■ **Source passage**:
*-*-*

Benderson Buys 28-Property Portfolio of Fred Meyer Superstores
The superstores consist of 380 acres across Washington, Oregon, Idaho, and Alaska.
Florida-based Benderson Development bought a 4.5-million-square-foot, 28-property portfolio of absolute net-leased Fred Meyer superstores in a sale-leaseback transaction.
Institutional Property Advisors, a division of Marcus & Millichap, was the exclusive advisor to Cincinnati-based The Kroger Co. and Portland-based Fred Meyer Stores in the sale of the superstores, which consist of 380 acres across Washington, Oregon, Idaho, and Alaska. The Fred Meyer store chain is a wholly owned subsidiary of Kroger.
Kroger will execute new, 25-year absolute net leases for each property with an initial portfolio-wide base rent totaling $25 million per year, according to Patrick Toomey, IPA executive director.
Tom J. Lagos, IPA executive director, said that Benderson Development stood out on price and terms against a very competitive field of over 20 qualified bidders.
The Fred Meyer stores in Washington State are in Shoreline, Bellingham, Everett, Lynnwood, Longview, Vancouver, Puyallup, Richland, and Tacoma (two stores). In Oregon, there are two stores in Eugene, three in Salem and the rest are in Albany, Beaverton, Corvallis, Portland, Medford, Oregon City, Roseburg, Springfield, The Dalles and Tualatin. The Idaho properties are in Nampa and Garden City. There is one Alaska store in Anchorage.

*-*-*

■ **Extracted records**:
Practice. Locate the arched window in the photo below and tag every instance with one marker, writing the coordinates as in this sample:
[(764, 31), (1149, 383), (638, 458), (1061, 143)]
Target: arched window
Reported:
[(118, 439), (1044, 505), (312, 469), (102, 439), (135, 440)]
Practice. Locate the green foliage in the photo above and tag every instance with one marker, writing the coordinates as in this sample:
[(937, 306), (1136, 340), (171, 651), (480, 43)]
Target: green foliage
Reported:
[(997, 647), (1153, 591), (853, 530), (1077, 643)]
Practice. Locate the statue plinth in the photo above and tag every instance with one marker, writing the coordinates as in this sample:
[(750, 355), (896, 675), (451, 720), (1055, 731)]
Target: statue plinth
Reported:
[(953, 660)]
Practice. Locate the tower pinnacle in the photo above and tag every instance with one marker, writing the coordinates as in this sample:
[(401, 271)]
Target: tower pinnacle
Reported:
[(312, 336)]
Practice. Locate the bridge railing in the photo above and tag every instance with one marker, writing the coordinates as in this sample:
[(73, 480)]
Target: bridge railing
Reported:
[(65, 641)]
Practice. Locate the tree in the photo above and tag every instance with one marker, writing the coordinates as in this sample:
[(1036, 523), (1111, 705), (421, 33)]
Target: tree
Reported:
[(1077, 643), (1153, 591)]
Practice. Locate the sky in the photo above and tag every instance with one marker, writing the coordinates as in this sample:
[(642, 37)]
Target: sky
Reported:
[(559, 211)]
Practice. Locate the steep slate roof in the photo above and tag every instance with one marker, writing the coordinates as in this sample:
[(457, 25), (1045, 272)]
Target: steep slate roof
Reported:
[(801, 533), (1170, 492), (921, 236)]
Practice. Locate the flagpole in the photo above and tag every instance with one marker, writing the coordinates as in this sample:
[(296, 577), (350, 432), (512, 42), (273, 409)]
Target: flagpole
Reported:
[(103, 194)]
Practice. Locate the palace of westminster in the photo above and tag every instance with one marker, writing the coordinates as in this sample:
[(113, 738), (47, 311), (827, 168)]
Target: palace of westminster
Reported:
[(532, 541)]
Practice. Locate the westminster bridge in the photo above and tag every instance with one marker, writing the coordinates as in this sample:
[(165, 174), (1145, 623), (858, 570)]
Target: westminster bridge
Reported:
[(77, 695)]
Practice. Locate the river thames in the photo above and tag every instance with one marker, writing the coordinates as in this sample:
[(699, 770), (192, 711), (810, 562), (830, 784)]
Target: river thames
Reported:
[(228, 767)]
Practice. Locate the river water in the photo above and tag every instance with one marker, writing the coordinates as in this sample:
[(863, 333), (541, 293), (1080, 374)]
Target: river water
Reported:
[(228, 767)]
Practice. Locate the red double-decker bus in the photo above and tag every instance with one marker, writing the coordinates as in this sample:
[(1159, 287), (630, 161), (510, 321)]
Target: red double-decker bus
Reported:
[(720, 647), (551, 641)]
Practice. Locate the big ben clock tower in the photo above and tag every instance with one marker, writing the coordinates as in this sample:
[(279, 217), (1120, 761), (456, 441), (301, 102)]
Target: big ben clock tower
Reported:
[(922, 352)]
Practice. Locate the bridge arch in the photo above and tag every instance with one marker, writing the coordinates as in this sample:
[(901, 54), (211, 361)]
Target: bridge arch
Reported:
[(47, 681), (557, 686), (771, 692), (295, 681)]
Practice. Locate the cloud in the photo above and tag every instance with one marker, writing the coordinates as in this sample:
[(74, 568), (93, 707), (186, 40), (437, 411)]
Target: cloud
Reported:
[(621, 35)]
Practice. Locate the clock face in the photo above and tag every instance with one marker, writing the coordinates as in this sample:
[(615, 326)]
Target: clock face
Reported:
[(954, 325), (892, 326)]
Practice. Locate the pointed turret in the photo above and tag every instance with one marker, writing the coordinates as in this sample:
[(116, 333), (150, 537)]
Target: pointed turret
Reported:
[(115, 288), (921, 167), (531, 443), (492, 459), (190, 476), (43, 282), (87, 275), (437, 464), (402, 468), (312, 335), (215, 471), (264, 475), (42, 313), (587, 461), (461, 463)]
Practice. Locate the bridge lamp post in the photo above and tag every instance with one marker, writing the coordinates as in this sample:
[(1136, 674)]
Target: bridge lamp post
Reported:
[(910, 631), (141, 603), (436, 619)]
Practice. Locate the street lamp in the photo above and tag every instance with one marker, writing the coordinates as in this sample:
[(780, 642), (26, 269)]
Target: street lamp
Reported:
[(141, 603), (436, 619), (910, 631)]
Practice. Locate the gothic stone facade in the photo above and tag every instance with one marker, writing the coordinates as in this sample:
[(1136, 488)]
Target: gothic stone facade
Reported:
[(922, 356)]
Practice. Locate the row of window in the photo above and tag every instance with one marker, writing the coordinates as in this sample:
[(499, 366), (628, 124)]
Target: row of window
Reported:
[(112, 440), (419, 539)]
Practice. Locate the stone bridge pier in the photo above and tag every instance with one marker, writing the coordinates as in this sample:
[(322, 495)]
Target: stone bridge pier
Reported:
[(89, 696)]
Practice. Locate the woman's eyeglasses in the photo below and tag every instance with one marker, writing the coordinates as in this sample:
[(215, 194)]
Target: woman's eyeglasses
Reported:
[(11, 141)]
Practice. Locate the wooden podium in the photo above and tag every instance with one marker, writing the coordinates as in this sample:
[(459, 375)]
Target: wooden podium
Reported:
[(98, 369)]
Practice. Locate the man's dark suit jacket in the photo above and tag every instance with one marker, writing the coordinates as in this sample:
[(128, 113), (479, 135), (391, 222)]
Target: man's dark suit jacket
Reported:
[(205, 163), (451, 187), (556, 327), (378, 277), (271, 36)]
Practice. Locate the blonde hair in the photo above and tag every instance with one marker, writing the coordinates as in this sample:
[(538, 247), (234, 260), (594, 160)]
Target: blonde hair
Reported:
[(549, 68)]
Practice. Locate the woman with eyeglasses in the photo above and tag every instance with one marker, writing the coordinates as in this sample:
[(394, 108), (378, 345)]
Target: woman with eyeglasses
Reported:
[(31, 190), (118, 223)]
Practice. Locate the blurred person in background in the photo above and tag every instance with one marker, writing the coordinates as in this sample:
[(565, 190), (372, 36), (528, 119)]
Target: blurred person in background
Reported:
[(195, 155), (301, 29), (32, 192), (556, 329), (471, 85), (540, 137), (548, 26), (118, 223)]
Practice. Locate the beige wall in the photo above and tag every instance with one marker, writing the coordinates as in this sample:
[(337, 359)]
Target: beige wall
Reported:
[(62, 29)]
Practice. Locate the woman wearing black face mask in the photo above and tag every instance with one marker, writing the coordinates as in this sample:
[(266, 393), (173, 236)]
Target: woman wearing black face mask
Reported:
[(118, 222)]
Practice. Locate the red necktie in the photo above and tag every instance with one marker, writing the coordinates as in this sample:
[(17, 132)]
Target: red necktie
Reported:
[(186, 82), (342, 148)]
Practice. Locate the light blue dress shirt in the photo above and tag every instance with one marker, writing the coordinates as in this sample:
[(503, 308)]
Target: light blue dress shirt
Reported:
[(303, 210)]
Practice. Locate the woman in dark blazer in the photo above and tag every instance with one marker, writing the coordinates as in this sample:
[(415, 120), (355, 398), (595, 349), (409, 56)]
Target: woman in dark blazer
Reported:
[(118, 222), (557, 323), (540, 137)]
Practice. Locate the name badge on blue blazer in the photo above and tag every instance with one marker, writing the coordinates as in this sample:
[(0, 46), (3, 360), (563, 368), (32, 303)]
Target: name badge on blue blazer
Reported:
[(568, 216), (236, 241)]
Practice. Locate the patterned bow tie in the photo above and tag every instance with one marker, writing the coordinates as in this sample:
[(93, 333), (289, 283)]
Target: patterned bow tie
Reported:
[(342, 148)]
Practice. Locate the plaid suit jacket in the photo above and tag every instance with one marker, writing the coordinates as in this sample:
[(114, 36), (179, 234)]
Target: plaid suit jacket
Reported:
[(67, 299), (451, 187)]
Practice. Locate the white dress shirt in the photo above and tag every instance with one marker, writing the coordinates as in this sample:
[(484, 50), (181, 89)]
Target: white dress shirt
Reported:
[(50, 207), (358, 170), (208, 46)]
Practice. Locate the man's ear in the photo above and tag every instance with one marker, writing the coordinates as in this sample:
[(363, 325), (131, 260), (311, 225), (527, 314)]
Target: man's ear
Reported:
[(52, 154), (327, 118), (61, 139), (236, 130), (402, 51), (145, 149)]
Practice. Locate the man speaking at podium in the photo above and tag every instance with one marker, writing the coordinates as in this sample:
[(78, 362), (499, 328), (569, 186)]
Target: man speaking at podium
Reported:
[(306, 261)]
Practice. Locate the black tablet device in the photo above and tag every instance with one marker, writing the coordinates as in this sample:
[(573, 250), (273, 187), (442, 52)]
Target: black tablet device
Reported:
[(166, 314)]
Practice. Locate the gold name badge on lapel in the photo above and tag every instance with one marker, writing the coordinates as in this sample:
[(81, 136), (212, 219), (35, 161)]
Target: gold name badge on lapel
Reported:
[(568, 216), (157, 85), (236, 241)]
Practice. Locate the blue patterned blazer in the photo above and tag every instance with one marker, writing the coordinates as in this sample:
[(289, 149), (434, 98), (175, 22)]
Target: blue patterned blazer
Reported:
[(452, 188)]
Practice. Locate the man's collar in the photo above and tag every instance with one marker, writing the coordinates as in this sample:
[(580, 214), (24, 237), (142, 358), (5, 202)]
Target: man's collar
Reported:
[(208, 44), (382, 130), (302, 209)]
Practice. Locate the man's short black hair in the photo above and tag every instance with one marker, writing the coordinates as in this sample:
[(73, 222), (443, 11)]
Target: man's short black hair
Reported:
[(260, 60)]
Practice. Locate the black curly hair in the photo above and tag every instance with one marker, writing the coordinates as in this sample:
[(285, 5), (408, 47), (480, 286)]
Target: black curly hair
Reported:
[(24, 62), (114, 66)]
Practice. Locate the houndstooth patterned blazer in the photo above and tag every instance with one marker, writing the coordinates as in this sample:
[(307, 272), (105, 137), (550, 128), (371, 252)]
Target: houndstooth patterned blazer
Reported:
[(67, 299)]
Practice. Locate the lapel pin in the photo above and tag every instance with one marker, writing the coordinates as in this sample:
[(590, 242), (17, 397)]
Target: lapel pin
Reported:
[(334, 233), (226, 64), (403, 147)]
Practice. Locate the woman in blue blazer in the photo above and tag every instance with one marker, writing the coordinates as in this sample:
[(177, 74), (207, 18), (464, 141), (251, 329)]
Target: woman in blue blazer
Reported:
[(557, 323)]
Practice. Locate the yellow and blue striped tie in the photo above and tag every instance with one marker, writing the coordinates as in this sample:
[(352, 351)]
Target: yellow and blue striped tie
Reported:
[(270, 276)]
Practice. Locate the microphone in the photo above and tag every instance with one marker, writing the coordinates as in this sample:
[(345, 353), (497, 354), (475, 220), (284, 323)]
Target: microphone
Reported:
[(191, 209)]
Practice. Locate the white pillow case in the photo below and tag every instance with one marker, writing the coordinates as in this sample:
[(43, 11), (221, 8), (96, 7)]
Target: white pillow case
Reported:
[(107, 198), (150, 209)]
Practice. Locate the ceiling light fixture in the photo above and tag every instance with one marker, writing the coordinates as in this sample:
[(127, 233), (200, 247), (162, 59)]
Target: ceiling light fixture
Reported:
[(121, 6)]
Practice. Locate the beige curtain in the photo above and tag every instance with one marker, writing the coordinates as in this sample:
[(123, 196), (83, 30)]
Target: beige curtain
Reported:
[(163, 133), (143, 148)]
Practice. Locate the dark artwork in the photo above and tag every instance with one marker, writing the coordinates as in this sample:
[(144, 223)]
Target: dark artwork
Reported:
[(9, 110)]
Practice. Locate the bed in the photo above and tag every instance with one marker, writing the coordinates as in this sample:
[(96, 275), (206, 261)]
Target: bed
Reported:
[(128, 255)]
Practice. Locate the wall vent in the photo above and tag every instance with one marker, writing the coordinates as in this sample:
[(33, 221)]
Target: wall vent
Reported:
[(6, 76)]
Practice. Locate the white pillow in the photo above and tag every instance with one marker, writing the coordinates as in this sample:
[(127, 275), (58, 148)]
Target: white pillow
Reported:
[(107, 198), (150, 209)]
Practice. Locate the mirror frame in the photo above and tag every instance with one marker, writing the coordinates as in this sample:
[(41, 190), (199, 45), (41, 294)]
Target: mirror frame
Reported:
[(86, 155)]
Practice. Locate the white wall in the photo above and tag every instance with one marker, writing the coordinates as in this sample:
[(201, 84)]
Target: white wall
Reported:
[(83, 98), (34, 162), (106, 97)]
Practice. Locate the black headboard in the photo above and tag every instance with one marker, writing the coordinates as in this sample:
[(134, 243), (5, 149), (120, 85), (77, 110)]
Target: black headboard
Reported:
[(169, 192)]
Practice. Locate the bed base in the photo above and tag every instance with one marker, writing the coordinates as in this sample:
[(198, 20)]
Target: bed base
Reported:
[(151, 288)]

*-*-*

Reproduce the article about Benderson buying the Fred Meyer superstore portfolio in full, word for word, from its headline to its final sentence.

■ **Output**:
Benderson Buys 28-Property Portfolio of Fred Meyer Superstores
The superstores consist of 380 acres across Washington, Oregon, Idaho, and Alaska.
Florida-based Benderson Development bought a 4.5-million-square-foot, 28-property portfolio of absolute net-leased Fred Meyer superstores in a sale-leaseback transaction.
Institutional Property Advisors, a division of Marcus & Millichap, was the exclusive advisor to Cincinnati-based The Kroger Co. and Portland-based Fred Meyer Stores in the sale of the superstores, which consist of 380 acres across Washington, Oregon, Idaho, and Alaska. The Fred Meyer store chain is a wholly owned subsidiary of Kroger.
Kroger will execute new, 25-year absolute net leases for each property with an initial portfolio-wide base rent totaling $25 million per year, according to Patrick Toomey, IPA executive director.
Tom J. Lagos, IPA executive director, said that Benderson Development stood out on price and terms against a very competitive field of over 20 qualified bidders.
The Fred Meyer stores in Washington State are in Shoreline, Bellingham, Everett, Lynnwood, Longview, Vancouver, Puyallup, Richland, and Tacoma (two stores). In Oregon, there are two stores in Eugene, three in Salem and the rest are in Albany, Beaverton, Corvallis, Portland, Medford, Oregon City, Roseburg, Springfield, The Dalles and Tualatin. The Idaho properties are in Nampa and Garden City. There is one Alaska store in Anchorage.